YOUR INSTRUCTIONS: Reprint every line of the data, keeping each character intact.

DATA FOR PROCESSING:
————————

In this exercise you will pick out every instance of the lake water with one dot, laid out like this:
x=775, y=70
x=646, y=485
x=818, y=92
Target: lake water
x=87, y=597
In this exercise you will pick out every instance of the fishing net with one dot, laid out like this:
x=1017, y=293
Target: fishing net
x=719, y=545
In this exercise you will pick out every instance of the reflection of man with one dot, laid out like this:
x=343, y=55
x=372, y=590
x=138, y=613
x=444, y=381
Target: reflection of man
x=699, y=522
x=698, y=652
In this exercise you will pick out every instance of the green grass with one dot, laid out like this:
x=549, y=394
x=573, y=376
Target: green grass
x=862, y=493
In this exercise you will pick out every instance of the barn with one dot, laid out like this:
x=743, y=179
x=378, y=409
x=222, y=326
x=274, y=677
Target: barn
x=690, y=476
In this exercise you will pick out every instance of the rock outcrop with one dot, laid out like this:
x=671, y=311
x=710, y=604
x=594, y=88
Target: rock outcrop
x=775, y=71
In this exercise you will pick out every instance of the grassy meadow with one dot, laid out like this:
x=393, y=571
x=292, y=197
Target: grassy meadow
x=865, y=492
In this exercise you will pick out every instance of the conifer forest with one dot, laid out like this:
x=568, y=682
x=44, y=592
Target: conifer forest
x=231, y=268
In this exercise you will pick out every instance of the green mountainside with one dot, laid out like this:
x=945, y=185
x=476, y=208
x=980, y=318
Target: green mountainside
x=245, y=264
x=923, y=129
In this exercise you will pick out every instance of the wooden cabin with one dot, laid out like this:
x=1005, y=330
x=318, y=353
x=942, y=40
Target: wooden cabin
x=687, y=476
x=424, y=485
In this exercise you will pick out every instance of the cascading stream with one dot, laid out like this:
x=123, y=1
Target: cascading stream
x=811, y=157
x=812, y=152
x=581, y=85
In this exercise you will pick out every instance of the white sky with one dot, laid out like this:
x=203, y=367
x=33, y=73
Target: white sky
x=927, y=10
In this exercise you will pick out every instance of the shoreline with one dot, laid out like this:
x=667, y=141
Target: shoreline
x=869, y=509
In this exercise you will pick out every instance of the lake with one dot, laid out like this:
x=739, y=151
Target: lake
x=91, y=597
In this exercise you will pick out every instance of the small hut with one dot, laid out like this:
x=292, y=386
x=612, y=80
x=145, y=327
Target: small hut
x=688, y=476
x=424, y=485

————————

SOLVED PROBLEM:
In this exercise you will pick out every instance of the lake water with one dot, laid out like this:
x=775, y=70
x=646, y=485
x=818, y=92
Target: lake water
x=87, y=597
In this exercise you will pick out every instance of the fishing net with one dot, laid out like this:
x=1017, y=293
Target: fishing net
x=719, y=545
In this exercise you will pick out every instance of the reflection of man with one dot, laid out like this:
x=343, y=55
x=372, y=590
x=138, y=613
x=444, y=381
Target: reflection of man
x=699, y=522
x=698, y=652
In this exercise you will pick out every instance of the green grass with one dot, laid out like this:
x=549, y=394
x=573, y=376
Target: green grass
x=862, y=493
In this exercise you will pick out every instance of the barn with one dot, laid out like this:
x=743, y=179
x=378, y=409
x=222, y=326
x=274, y=677
Target: barn
x=690, y=476
In this exercise you will pick out every instance of the rock outcrop with one dot, laid out like this:
x=671, y=311
x=710, y=604
x=594, y=88
Target: rock outcrop
x=775, y=71
In this exercise you will pick out every instance of the grassy meadow with one dot, laid out like this:
x=393, y=571
x=292, y=197
Target: grassy meadow
x=865, y=492
In this exercise you will pick out every instance of the conifer forest with one dot, laid out like this:
x=568, y=682
x=44, y=592
Target: conifer forest
x=231, y=268
In this exercise you will pick out every instance of the green mountainside with one dot, laid out like this:
x=945, y=185
x=476, y=208
x=980, y=318
Target: green mountainside
x=245, y=264
x=923, y=129
In this exercise you will pick out every instance of the wooden cabin with one dot, laid out like this:
x=1005, y=330
x=318, y=353
x=942, y=40
Target: wooden cabin
x=687, y=476
x=424, y=485
In this exercise you will pick out every instance of the cascading stream with one dot, laid out like this:
x=123, y=1
Target: cascading stream
x=811, y=157
x=812, y=152
x=581, y=85
In this exercise you will pick out every instance of the white sky with one dot, laid out like this:
x=203, y=367
x=33, y=73
Target: white sky
x=927, y=10
In this exercise you will pick out every instance of the shoreline with one dot, laid out like this:
x=667, y=141
Target: shoreline
x=869, y=509
In this exercise you will pick out every instance of the lake with one dot, laid out like this:
x=739, y=151
Target: lake
x=91, y=597
In this exercise you will pick out every instance of the small hut with one dot, laid out like this:
x=292, y=386
x=612, y=80
x=145, y=327
Target: small hut
x=688, y=476
x=424, y=485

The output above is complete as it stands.